(Records excerpted from a collection)

■ ■ ■ ■ ■

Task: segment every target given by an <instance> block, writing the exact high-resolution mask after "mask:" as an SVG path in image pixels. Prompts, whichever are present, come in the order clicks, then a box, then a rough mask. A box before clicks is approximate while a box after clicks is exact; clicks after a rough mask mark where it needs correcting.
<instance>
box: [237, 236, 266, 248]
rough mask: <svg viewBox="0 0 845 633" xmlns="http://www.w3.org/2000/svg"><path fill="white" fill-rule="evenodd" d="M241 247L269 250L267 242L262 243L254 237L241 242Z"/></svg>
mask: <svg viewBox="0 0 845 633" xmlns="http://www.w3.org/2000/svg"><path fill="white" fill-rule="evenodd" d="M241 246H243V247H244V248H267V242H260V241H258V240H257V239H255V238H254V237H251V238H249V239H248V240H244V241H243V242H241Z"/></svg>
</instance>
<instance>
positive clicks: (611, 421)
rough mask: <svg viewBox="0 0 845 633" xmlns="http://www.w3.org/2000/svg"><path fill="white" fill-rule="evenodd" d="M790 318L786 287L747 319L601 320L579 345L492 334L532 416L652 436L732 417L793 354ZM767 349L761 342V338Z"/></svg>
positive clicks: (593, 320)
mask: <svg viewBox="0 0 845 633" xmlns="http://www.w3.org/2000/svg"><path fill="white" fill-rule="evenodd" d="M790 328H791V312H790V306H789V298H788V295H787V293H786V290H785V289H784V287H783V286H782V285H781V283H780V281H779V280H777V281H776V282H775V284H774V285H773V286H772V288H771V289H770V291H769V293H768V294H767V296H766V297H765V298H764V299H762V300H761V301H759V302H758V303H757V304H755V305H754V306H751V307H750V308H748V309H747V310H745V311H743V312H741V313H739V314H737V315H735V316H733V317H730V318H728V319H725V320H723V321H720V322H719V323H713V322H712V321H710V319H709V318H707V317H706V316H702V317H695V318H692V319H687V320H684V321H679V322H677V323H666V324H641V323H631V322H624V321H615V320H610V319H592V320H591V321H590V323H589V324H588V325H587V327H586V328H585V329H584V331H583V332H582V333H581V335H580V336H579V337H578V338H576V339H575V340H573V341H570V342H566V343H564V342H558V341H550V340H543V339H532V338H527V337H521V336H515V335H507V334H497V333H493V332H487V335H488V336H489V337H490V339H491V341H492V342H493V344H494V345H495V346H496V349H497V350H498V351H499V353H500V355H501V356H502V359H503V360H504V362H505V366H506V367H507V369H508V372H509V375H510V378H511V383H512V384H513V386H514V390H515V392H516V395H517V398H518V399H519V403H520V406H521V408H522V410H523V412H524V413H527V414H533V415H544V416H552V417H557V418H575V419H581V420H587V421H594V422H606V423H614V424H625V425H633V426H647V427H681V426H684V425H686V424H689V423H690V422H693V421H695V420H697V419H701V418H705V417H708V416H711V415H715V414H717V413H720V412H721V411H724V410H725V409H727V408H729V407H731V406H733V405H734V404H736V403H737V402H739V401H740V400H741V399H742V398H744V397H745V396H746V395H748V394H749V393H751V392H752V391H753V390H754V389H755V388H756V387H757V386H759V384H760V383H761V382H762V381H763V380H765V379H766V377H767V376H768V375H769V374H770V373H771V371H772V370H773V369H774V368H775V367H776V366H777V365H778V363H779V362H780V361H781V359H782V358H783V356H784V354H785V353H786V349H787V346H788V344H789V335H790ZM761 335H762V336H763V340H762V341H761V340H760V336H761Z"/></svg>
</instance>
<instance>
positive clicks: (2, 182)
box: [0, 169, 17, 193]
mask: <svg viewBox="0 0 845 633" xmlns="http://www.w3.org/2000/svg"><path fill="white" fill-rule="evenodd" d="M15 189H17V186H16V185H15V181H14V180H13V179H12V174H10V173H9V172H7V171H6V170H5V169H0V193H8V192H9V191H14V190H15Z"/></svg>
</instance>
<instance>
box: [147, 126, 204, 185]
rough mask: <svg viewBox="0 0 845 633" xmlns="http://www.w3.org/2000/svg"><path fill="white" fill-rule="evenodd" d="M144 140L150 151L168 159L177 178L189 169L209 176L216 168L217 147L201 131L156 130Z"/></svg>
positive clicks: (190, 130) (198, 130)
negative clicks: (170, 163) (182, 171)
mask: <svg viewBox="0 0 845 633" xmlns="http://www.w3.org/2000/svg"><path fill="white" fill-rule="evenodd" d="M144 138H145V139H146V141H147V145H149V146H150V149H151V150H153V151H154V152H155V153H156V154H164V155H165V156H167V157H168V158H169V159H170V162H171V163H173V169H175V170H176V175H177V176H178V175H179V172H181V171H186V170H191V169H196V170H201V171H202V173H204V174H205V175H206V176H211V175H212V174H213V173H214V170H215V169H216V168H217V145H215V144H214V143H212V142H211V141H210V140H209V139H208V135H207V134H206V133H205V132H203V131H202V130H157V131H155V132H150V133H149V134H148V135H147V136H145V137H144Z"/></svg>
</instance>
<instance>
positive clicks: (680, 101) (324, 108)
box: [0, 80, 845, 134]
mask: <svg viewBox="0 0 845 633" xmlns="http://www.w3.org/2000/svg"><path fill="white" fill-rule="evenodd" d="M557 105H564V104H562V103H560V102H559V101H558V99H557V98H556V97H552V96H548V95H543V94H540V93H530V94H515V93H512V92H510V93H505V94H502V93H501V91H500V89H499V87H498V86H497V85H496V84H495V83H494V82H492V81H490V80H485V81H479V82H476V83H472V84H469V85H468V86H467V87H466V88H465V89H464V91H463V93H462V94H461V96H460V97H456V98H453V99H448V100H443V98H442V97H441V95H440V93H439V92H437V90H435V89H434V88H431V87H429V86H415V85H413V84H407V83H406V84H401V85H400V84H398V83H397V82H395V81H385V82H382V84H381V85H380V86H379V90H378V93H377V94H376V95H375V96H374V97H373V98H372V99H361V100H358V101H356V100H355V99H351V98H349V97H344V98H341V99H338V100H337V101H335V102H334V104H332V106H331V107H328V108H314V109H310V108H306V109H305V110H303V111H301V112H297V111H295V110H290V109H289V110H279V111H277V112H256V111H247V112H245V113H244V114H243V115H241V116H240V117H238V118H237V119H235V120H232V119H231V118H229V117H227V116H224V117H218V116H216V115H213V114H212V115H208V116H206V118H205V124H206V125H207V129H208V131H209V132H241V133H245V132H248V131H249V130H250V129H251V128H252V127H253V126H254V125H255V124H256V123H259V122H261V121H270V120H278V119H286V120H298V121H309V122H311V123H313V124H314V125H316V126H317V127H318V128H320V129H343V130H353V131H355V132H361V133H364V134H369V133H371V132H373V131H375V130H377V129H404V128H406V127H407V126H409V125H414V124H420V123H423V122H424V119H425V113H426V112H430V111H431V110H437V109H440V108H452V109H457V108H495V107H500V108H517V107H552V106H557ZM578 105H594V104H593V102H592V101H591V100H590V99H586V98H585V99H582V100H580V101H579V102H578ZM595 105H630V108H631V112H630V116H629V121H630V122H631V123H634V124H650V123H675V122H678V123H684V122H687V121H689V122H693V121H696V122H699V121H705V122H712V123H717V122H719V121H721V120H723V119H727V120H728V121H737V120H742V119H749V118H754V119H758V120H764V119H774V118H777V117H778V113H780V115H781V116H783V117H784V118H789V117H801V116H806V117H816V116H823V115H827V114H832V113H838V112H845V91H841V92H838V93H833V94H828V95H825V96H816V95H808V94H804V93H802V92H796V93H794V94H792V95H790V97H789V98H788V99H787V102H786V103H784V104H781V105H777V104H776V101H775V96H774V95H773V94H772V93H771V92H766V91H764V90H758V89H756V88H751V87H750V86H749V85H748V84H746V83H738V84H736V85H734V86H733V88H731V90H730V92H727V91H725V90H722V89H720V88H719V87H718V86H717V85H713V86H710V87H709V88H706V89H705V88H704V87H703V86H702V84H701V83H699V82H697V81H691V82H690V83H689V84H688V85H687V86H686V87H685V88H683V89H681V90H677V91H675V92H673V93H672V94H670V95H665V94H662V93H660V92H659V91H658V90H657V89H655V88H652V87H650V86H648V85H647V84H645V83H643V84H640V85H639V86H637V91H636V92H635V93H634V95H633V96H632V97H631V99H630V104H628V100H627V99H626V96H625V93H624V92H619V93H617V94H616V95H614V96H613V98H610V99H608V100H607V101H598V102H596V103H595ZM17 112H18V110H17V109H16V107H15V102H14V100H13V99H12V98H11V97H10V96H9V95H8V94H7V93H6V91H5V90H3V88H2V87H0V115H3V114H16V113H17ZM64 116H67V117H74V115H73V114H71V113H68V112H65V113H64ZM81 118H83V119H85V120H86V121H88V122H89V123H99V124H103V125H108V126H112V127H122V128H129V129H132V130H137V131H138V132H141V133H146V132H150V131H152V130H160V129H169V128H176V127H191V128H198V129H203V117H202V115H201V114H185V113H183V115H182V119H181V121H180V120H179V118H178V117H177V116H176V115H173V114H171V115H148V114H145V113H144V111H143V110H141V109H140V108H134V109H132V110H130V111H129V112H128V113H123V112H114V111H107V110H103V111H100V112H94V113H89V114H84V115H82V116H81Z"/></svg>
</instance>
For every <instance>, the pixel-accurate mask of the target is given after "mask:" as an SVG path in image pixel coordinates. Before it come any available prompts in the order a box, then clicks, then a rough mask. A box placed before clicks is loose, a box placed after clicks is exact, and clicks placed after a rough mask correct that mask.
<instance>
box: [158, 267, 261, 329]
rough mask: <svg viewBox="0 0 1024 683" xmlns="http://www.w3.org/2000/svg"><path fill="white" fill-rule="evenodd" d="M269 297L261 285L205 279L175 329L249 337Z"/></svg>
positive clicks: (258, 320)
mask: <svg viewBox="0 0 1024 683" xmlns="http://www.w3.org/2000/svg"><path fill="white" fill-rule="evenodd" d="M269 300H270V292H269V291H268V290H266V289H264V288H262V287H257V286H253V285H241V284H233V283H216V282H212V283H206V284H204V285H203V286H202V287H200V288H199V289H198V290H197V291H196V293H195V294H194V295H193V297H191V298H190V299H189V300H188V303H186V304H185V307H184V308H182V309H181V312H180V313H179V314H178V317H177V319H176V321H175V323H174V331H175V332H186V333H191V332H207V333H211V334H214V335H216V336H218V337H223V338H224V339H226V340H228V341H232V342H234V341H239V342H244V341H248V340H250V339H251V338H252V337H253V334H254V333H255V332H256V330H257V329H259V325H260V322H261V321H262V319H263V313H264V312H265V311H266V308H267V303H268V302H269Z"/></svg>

■ ■ ■ ■ ■

◆ **DESCRIPTION OF THE TASK**
Locate each line in the data above that contains the word "every", treating uppercase and lowercase as different, and copy those lines out.

◆ **RESULT FOR THIS EXERCISE**
Task: segment every target given by an <instance> block, writing the exact high-resolution mask after "mask:" as an SVG path in image pixels. Prompts, whichever are present, come in the order clicks, then a box, then a rough mask. A box before clicks is approximate while a box after clicks is exact; clicks after a rough mask mark where it needs correcting.
For every <instance>, the pixel-accurate mask of the target is given after "mask:" as an SVG path in image pixel coordinates. Before it come any available prompts in the order a box, then clicks, then a rough mask. A box placed before clicks is loose, a box placed after clicks is exact, and clicks placed after a rough mask correct that mask.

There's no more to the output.